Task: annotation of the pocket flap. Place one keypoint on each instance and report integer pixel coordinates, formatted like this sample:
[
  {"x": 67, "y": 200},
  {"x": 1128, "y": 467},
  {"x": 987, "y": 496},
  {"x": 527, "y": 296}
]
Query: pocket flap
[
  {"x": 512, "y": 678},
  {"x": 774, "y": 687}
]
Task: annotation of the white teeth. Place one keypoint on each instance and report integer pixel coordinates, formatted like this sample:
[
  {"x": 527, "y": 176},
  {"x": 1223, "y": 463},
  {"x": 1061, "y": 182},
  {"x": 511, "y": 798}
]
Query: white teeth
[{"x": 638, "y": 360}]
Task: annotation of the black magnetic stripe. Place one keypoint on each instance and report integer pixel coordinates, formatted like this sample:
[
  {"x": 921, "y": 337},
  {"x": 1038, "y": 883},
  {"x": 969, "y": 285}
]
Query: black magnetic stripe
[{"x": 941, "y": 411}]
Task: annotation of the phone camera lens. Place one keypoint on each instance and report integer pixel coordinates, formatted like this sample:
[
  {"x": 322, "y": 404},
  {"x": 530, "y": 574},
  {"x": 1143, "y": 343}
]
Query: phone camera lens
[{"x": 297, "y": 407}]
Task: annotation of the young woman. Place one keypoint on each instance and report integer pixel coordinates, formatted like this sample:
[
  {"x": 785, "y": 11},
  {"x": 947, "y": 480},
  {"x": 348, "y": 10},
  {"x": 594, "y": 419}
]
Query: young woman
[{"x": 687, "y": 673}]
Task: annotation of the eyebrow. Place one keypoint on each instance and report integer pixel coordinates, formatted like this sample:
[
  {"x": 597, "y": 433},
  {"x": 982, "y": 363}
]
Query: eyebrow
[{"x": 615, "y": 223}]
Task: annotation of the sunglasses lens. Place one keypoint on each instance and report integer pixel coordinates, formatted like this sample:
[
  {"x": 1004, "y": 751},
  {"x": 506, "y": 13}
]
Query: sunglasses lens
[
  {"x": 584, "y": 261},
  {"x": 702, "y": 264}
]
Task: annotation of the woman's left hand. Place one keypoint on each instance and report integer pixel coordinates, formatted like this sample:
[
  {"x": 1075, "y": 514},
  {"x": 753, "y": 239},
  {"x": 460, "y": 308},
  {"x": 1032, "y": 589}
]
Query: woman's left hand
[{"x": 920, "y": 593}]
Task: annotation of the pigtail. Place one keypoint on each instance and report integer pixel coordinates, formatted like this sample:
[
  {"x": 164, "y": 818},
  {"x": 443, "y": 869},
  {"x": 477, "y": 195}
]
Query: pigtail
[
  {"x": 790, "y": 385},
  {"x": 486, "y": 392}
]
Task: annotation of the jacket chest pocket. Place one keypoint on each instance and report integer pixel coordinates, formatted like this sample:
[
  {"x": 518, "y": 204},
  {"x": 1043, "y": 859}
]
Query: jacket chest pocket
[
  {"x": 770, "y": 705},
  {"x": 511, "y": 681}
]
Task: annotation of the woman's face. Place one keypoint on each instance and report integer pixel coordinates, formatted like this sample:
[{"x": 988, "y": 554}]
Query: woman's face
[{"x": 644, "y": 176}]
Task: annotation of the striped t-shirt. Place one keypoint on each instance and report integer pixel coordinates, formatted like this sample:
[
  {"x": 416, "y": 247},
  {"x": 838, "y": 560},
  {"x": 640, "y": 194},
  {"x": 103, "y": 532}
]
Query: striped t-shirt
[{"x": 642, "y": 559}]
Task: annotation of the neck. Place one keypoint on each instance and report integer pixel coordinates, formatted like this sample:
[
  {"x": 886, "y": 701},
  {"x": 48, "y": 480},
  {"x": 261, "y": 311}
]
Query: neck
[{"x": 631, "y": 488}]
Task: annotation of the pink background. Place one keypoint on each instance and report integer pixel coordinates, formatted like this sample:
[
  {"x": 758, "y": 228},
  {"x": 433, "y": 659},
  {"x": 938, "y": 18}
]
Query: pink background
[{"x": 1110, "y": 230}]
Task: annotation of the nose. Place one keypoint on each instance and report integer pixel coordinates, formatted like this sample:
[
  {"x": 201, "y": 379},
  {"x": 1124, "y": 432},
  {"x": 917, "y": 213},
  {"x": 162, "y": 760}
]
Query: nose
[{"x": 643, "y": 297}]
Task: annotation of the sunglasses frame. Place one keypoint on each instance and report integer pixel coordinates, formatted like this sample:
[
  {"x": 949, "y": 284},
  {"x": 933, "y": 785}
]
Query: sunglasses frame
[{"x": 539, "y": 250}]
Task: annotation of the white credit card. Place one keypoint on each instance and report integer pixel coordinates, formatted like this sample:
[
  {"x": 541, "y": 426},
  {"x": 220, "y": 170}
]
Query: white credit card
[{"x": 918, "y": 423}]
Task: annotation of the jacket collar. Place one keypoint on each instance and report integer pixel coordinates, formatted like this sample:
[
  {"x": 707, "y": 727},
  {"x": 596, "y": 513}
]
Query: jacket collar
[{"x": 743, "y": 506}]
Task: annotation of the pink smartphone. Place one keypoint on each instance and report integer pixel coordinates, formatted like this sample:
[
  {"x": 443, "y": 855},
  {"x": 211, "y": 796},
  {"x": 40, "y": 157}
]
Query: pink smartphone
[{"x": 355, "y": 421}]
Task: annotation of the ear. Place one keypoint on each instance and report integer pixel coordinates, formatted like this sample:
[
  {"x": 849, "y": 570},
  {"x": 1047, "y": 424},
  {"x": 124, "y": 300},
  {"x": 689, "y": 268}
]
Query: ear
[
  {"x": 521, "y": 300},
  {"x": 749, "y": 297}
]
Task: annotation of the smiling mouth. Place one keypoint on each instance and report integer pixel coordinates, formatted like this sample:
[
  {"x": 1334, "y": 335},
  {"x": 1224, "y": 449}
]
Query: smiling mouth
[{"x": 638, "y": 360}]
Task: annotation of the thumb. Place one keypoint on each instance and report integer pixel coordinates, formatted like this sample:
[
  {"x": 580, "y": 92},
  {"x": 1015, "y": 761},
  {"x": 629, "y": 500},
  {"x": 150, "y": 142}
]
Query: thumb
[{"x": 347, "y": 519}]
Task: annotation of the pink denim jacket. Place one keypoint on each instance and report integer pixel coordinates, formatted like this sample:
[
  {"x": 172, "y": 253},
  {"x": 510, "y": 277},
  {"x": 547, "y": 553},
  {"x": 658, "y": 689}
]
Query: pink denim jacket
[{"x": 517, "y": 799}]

+ + + + + + +

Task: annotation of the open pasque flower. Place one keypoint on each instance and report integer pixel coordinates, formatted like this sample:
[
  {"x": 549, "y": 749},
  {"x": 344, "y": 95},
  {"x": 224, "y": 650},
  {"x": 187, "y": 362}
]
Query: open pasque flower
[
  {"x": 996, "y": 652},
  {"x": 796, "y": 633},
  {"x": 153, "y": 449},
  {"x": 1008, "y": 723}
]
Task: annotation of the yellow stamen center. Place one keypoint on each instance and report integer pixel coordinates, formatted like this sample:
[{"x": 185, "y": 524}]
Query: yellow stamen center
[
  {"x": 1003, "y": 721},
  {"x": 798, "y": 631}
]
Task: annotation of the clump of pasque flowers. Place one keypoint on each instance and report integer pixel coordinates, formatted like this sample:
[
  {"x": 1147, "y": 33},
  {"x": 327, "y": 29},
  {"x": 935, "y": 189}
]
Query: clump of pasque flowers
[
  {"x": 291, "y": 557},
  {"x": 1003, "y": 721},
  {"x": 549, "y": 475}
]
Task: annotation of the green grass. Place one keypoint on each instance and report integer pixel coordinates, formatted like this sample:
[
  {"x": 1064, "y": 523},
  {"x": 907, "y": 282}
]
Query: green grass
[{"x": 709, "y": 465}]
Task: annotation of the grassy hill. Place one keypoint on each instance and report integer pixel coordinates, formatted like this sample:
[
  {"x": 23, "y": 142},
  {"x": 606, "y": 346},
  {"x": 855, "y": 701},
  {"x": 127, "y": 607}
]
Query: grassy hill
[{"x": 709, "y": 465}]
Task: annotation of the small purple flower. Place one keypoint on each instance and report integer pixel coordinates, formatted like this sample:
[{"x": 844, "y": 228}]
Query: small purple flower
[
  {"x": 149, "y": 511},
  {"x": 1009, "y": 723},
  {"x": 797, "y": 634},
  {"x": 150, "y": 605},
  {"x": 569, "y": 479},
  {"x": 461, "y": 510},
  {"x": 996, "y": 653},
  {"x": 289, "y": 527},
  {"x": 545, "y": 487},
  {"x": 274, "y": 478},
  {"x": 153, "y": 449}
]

+ + + + + + +

• [Task prompt]: Scan the records above for the lines holding "Task: annotation of the nose." and "Task: annotation of the jacket collar.". Transcribe those two and every line between them word for word, and no others.

• [Answer box]:
Task: annotation of the nose. Place one keypoint on each instance and report integer pixel coordinates, formatted like this sample:
[
  {"x": 201, "y": 379},
  {"x": 1124, "y": 432},
  {"x": 917, "y": 213},
  {"x": 162, "y": 760}
]
Query: nose
[{"x": 643, "y": 297}]
Task: annotation of the sunglasses frame. Place one keypoint on each instance and report integer pixel coordinates, formatted like this sample:
[
  {"x": 949, "y": 284},
  {"x": 933, "y": 785}
]
Query: sunglasses frame
[{"x": 539, "y": 250}]
Task: annotation of the white credit card. Place one keypoint on each instance and report integer pixel coordinates, formatted like this sample:
[
  {"x": 541, "y": 426},
  {"x": 220, "y": 170}
]
Query: white credit card
[{"x": 918, "y": 423}]
Task: annotation of the jacket collar. Place one keypoint on each instance and report integer pixel coordinates, formatted like this sample:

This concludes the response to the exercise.